▶ **YOUR OBJECTIVE**
Please copy the stretch of the mailing-list reply from "Long long ago" through "outside the lock.", swapping "semaphore" for "mutex" throughout.

▶ **DOCUMENT SEGMENT**

Re: Update of file offset on write() etc. is non-atomic with I/O

From: Linus Torvalds
Date: Thu Feb 20 2014 - 12:14:38 EST


Yes, I do think we violate POSIX here because of how we handle f_pos
(the earlier thread from 2006 you point to talks about the "thread
safe" part, the point here about the actual wording of "atomic" is a
separate issue).

Long long ago we used to just pass in the pointer to f_pos directly,
and then the low-level write would update it all under the inode
semaphore, and all was good.

And then we ended up having tons of problems with non-regular files
and drivers accessing f_pos and having nasty races with it because
they did *not* have any locking (and very fundamentally didn't want
any), and we broke the serialization of f_pos. We still do the *IO*
atomically, but yes, the f_pos access itself is outside the lock.

Ho humm.. Al, any ideas of how to fix this?

Linus



On Mon, Feb 17, 2014 at 7:41 AM, Michael Kerrisk (man-pages)
<mtk.manpages@xxxxxxxxx> wrote:
> Hello all,
>
> A note from Yongzhi Pan about some of my own code led me to dig deeper
> and discover behavior that is surprising and also seems to be a
> fairly clear violation of POSIX requirements.

▶ **DATASET ENTRIES**
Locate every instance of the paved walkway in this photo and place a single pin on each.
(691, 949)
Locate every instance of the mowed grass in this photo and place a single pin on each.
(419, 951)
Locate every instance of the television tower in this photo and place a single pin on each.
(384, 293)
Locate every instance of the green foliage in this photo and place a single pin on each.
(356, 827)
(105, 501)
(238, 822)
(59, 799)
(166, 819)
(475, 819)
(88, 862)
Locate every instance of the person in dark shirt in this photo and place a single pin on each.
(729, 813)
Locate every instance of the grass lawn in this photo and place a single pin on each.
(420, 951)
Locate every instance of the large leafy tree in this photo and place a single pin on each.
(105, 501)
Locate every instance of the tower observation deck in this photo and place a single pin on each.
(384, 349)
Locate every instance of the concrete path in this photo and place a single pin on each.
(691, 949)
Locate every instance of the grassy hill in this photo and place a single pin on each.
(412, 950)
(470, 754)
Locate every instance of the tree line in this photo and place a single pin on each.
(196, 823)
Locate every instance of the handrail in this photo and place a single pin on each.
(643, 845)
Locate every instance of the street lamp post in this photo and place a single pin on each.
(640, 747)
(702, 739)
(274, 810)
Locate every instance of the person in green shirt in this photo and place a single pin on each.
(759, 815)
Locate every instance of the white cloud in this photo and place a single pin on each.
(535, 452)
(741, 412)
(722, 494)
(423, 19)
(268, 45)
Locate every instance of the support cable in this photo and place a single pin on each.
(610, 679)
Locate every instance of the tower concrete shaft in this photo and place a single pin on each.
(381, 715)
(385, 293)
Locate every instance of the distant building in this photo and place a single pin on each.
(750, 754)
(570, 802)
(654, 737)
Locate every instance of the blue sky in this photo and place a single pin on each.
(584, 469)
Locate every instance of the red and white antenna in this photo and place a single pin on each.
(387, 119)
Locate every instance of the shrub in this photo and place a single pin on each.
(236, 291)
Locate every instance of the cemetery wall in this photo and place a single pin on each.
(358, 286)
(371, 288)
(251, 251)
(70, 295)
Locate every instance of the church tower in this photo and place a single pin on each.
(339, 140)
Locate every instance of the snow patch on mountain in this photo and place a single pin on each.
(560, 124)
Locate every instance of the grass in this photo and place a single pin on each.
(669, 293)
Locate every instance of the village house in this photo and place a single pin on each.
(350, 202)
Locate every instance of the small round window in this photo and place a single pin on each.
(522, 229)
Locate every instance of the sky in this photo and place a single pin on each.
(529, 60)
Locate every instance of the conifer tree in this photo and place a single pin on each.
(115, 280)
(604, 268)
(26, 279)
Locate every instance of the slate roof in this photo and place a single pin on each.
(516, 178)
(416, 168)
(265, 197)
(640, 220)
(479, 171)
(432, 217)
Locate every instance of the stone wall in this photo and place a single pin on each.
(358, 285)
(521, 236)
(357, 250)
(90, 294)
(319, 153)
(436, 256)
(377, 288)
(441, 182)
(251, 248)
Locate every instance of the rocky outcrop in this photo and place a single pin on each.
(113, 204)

▶ **RESULT OF THIS EXERCISE**
Long long ago we used to just pass in the pointer to f_pos directly,
and then the low-level write would update it all under the inode
mutex, and all was good.

And then we ended up having tons of problems with non-regular files
and drivers accessing f_pos and having nasty races with it because
they did *not* have any locking (and very fundamentally didn't want
any), and we broke the serialization of f_pos. We still do the *IO*
atomically, but yes, the f_pos access itself is outside the lock.